**Page excerpt**
It was within the discretion of the trial court to grant a new trial on the ground that the finding that the contract in question was not obtained from Frank Wickersham by fraud and undue influence used by the grantees, other than his mother, is not sustained by the evidence. Upon this point the evidence was, to say the least, conflicting. We cannot say, therefore, that the court went beyond its discretion in granting the contestants a new trial, and the order must therefore be affirmed.
Some further observations will, however, be necessary with a view to the future progress of the case. These relate, severally, to the will of Lydia Wickersham, to the contract of Frank Wickersham, and to the renouncement, or waiver, by the former of her interest in the community property.

**Entries from a point annotation set**
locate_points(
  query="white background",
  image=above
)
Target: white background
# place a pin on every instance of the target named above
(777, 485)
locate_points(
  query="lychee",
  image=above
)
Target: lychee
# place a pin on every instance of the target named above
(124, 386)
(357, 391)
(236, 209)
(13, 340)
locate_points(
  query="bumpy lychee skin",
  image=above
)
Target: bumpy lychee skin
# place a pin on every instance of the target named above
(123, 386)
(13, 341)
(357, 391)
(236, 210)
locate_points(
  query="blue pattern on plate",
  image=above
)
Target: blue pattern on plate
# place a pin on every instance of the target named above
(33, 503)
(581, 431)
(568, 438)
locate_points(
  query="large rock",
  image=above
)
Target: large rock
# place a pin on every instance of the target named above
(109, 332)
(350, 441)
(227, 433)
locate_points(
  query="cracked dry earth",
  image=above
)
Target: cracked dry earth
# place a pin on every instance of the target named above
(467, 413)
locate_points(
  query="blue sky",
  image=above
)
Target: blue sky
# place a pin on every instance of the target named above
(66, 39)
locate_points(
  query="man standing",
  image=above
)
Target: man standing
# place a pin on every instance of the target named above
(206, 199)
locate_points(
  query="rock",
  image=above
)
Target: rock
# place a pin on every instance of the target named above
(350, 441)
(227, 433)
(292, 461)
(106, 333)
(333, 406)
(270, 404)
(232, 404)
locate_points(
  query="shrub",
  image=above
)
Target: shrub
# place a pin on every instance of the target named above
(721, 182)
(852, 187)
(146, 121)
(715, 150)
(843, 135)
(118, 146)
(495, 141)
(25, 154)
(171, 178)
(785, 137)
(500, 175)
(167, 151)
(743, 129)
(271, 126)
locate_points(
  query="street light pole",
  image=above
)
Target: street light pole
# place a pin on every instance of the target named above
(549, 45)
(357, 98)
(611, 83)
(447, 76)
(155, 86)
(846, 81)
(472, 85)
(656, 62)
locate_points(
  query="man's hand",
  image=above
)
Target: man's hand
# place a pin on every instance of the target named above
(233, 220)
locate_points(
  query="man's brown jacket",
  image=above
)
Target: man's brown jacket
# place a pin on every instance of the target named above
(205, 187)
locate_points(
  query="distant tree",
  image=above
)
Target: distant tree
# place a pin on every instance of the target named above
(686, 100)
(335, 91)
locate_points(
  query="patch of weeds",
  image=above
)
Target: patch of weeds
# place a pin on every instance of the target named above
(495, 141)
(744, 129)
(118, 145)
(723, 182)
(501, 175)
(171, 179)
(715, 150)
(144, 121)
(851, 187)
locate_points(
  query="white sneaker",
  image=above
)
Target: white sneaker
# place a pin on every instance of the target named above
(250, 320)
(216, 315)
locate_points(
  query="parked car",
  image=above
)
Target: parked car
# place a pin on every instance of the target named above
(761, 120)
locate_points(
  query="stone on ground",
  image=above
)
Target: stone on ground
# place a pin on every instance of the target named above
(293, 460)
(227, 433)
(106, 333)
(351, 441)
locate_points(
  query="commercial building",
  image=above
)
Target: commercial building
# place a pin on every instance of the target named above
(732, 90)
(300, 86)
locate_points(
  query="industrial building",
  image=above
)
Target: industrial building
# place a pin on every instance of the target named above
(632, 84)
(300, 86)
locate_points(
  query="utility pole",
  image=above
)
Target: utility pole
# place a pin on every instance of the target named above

**Written task A**
What does the Wickersham opinion excerpt say must be done with the order?
**Written task B**
Set down a passage of the Wickersham opinion excerpt word for word: begin at the words "It was within" and stop after "therefore be affirmed.".
The items aren't needed for anything here.

**Full solution A**
The order must be affirmed.

**Full solution B**
It was within the discretion of the trial court to grant a new trial on the ground that the finding that the contract in question was not obtained from Frank Wickersham by fraud and undue influence used by the grantees, other than his mother, is not sustained by the evidence. Upon this point the evidence was, to say the least, conflicting. We cannot say, therefore, that the court went beyond its discretion in granting the contestants a new trial, and the order must therefore be affirmed.